== SUPPLIED RECORDS
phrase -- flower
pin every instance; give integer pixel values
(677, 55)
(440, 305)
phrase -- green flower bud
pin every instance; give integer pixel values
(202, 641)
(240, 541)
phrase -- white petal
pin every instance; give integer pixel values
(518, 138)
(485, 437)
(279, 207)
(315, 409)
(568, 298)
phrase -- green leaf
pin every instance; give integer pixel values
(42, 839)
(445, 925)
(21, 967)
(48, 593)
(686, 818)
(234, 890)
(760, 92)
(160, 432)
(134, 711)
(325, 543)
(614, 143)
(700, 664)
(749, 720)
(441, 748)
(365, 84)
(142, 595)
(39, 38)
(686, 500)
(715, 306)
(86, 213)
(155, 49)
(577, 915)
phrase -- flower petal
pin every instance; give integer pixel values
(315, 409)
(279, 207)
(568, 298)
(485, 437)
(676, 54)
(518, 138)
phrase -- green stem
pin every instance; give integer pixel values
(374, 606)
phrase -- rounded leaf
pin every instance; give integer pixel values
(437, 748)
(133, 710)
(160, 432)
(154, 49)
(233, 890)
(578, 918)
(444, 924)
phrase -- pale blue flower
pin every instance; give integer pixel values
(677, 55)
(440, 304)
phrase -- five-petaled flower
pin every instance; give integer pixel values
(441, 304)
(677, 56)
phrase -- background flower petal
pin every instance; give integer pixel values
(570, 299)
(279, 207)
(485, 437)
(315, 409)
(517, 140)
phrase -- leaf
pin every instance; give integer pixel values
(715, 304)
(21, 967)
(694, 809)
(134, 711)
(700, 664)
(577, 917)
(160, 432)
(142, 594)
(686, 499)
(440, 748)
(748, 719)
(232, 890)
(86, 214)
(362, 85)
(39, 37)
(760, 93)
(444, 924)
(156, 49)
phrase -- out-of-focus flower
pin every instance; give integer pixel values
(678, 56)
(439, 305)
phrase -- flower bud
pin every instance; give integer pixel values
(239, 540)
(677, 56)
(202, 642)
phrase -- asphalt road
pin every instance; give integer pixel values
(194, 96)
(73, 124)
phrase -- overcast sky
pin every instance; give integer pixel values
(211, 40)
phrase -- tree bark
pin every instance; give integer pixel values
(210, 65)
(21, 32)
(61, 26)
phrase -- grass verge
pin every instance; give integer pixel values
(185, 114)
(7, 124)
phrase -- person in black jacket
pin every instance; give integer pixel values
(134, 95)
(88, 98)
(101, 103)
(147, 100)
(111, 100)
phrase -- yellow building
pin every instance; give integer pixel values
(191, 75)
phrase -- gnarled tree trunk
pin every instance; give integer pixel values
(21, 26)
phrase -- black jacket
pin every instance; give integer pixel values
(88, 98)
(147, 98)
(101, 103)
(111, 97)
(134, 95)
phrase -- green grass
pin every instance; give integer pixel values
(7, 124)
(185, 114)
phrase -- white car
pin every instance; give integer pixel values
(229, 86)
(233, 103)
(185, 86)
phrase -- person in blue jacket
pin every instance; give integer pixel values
====
**WORK TO COMPLETE:**
Print the listing above in full, exactly as it is.

**ANSWER:**
phrase -- flower
pin every instance; give integer pixel values
(677, 55)
(440, 305)
phrase -- green flower bud
pin every instance; give integer pixel values
(202, 641)
(240, 541)
phrase -- white petal
pin every instance; give integer pixel values
(518, 138)
(485, 437)
(279, 207)
(315, 409)
(568, 298)
phrase -- green leaf
pin every instance; give integer pixel values
(42, 839)
(445, 925)
(21, 967)
(48, 593)
(686, 818)
(234, 890)
(760, 92)
(160, 432)
(134, 711)
(325, 543)
(614, 143)
(700, 664)
(749, 720)
(441, 748)
(365, 84)
(142, 595)
(39, 38)
(686, 500)
(715, 306)
(86, 213)
(155, 49)
(577, 915)
phrase -- flower petal
pin every instance; give integer pixel values
(315, 409)
(279, 207)
(568, 298)
(485, 437)
(676, 54)
(518, 138)
phrase -- green stem
pin every instance; give integer pixel values
(374, 606)
phrase -- rounded leaf
pin every instance; give integer pixel values
(437, 748)
(133, 710)
(160, 432)
(154, 49)
(233, 890)
(578, 918)
(444, 924)
phrase -- pale blue flower
pin every instance; give integer pixel values
(677, 55)
(440, 304)
phrase -- five-petaled flower
pin every instance; give integer pixel values
(441, 304)
(677, 56)
phrase -- background flower petal
pin every instance; give integer pixel values
(570, 299)
(279, 207)
(485, 437)
(315, 409)
(517, 140)
phrase -- leaf
pin every instance; give integer pixel values
(715, 304)
(21, 967)
(694, 809)
(134, 711)
(700, 664)
(577, 917)
(160, 432)
(142, 594)
(686, 499)
(440, 748)
(748, 719)
(232, 890)
(86, 214)
(362, 85)
(39, 37)
(760, 93)
(444, 924)
(156, 49)
phrase -- out-of-focus flower
pin every instance; give integer pixel values
(678, 56)
(439, 305)
phrase -- flower bud
pin every instance; give integer pixel values
(239, 540)
(677, 56)
(202, 642)
phrase -- asphalt road
pin every instance; give integer pixel values
(194, 96)
(73, 124)
phrase -- overcast sky
pin every instance; give integer pixel values
(211, 40)
phrase -- tree bark
pin every instance; give integer pixel values
(210, 65)
(21, 32)
(61, 26)
phrase -- grass verge
pin every instance; give integer pixel values
(185, 114)
(7, 124)
phrase -- person in black jacket
pin every instance; give integer pixel values
(134, 95)
(88, 98)
(101, 103)
(147, 100)
(111, 100)
phrase -- yellow building
pin every instance; give integer pixel values
(191, 75)
phrase -- gnarled tree trunk
pin every instance; give integer pixel values
(21, 26)
phrase -- black jacket
pin every instance; give integer pixel values
(88, 98)
(147, 98)
(101, 103)
(111, 97)
(134, 95)
phrase -- green grass
pin every instance; give integer pixel values
(7, 124)
(185, 114)
phrase -- white car
pin every instance; give integer pixel values
(229, 86)
(233, 103)
(185, 86)
phrase -- person in blue jacket
pin every instance; give integer pixel values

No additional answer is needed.